▸ CONSIGNE: D'après le texte source, comment s'effectue la contribution à la dette des coobligés en l'absence de faute, selon l'arrêt du 26 novembre 2014 ?

L'expert judiciaire en a déduit l'absence de toute anomalie dans le processus de fabrication des implants composants la prothèse et émis l'hypothèse d'une rupture accidentelle, d'un accident isolé qu'il assimilait à un " aléa thérapeutique ", des cas de rupture isolée d'implants en céramique étant évoqués par la littérature médicale.

De cette expertise, la cour déduit qu'au-delà du rôle de la fragmentation de la tête fémorale dans le dommage subi par Mme D. dont elle constitue le fait générateur, aucun défaut du composant fourni par Ceramtec n'a été mis en évidence (si ce n'est à l'égard de la victime le défaut de sécurité qui lui était dû en vertu des dispositions protectrices de l'article 1386-4 du Code civil), que les causes de son éclatement restent inconnues, aucune anomalie n'ayant été détectée par l'expert judiciaire à l'examen des radiographies sur les modalités d'assemblage des implants composant la prothèse.

Il s'infère de l'arrêt du 26 novembre 2014 qu'en l'absence de faute, la contribution à la dette de coobligés s'effectue à parts égales, la haute juridiction censurant la Cour d'appel de Douai pour avoir consacré la garantie de Ceramtec au motif que son composant était la cause exclusive du dommage et qu'elle ne rapportait pas la preuve d'une faute commise par Wright Medical France dans la conception et/ou l'assemblage de la prothèse.

La demande de garantie formée par la société Wright Medical France en tant qu'elle est fondée sur le rôle causal exclusif du composant fourni par Ceramtec dans la survenance du dommage ne peut donc plus prospérer.

▸ DONNÉES FOURNIES:
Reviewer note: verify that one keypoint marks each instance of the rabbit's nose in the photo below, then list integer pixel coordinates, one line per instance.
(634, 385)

▸ ZONE DE RÉPONSE: Elle s'effectue à parts égales.